What the task asks: All of the data below should be repeated exactly. Pictures should not be included.
Data for this exercise Block Start
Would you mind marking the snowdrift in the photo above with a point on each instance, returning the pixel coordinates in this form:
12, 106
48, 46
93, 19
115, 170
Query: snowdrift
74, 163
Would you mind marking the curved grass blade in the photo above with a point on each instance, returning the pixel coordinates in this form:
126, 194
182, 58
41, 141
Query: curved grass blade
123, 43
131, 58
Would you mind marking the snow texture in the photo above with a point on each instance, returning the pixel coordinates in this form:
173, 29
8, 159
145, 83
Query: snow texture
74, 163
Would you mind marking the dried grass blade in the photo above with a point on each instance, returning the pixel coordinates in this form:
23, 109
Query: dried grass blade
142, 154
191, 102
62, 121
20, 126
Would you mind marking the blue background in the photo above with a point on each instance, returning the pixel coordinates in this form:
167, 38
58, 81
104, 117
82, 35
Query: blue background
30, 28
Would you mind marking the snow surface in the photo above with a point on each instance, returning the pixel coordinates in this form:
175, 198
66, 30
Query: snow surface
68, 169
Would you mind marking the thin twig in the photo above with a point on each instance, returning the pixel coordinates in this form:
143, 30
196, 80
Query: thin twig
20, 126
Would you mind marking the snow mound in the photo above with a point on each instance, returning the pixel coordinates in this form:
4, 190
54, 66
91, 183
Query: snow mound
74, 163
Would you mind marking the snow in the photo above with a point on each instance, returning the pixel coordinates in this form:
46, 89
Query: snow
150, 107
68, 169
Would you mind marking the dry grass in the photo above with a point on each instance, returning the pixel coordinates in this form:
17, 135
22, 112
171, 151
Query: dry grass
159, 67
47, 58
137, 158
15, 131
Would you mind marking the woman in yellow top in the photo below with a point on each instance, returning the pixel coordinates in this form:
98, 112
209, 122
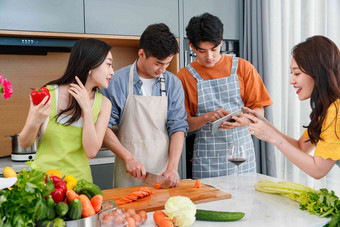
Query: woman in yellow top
72, 123
315, 69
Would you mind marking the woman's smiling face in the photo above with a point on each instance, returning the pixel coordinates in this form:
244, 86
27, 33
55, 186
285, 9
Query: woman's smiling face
303, 83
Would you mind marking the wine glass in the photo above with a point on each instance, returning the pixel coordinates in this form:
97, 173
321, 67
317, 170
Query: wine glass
236, 155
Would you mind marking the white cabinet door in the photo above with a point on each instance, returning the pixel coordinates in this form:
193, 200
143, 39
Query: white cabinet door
42, 15
129, 17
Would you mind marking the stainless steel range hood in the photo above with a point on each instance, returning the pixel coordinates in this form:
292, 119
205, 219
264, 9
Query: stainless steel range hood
34, 46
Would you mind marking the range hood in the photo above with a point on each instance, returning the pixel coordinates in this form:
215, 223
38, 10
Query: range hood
34, 46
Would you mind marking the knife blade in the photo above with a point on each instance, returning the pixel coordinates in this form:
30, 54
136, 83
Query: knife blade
157, 179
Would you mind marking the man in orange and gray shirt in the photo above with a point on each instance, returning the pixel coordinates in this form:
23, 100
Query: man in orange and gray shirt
214, 86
Data for this exercise Block End
Answer space:
Would you mind marking the snowdrift in the photo above with a point on each instance, returning the pixel coordinates in this form:
12, 106
48, 46
93, 19
115, 170
Query: snowdrift
74, 163
Would you mind marking the curved grass blade in the photo above with a point on each instance, returning the pixel coordinates in this form:
126, 194
182, 58
41, 141
Query: curved grass blade
123, 43
131, 58
Would you mind marking the snow texture in the photo above with a point on each instance, returning the pixel coordinates in this form:
173, 29
8, 159
145, 83
Query: snow texture
74, 163
Would you mind marking the dried grass blade in the photo above with a point on each instance, returning the pixel coordinates in this form:
23, 109
Query: dried grass blade
142, 154
191, 102
62, 121
20, 126
Would you mind marking the blue background in the photo above with a point on each instance, returning the pixel coordinates in this form:
167, 38
58, 81
104, 117
82, 35
Query: blue background
30, 28
Would you mind marking the snow surface in the photo above with a point on each instance, returning the pixel coordinates in this form:
175, 198
66, 30
Query: snow surface
68, 169
Would you mind marking the thin twig in the photo above with a point on each instance, returning the pixel coordinates in this form:
143, 30
196, 80
Query: thin twig
20, 126
Would you mind marking the snow mound in the photo above with a point on each instance, returning the pixel coordinates in this form:
4, 190
54, 66
91, 183
Query: snow mound
74, 163
Would you mind marking the snow in the photo above with a point on each instance, returning the pixel coordinates in this form:
46, 89
Query: snow
150, 107
68, 169
Would you mind marking the dry grass in the photo above with a point on each instance, returning the pixel coordinates in this form:
17, 135
22, 112
171, 151
Query: dry grass
159, 67
47, 58
137, 158
15, 131
Would you mind marking the woman in yellow top in the photo below with a point on each instance, returning the pixel coordinates in this form:
98, 112
209, 122
Query: woman in yellow top
72, 123
315, 69
Would you mind marking the woman's smiling face in the photo above with a point on each instance, returning the pixel coordinates in this form:
244, 86
27, 33
55, 186
285, 9
Query: woman's smiling face
303, 83
Would you mind marking the wine glass in the photo above with a point on each instance, returning the pixel coordinates in this form:
97, 173
321, 67
317, 170
Query: wine glass
236, 155
Would you mind marking the white cabinet door in the photo above with a point on each instance, returning the pixel coordinates in this form:
193, 200
143, 39
Query: white cabinet door
42, 15
129, 17
Would you mind marking the stainless steel range hood in the photo above with a point on each instance, returning the pixel coordinates in this form:
292, 119
205, 219
264, 9
Query: stainless steel range hood
34, 46
Would you mind marking the range hood in the photo above with a point on each instance, returning the pixel coordinates in this form:
215, 223
38, 10
Query: range hood
34, 46
Would you mind marking the knife blade in the photo above with a point on each instance, returning the pixel coordinates in this form:
30, 54
136, 83
Query: knife blade
157, 179
Would you mind marking the man in orange and gray shirt in the photo above with a point on each instance, returning the pixel coordinates in this form:
23, 100
Query: man in orange and gray shirt
214, 86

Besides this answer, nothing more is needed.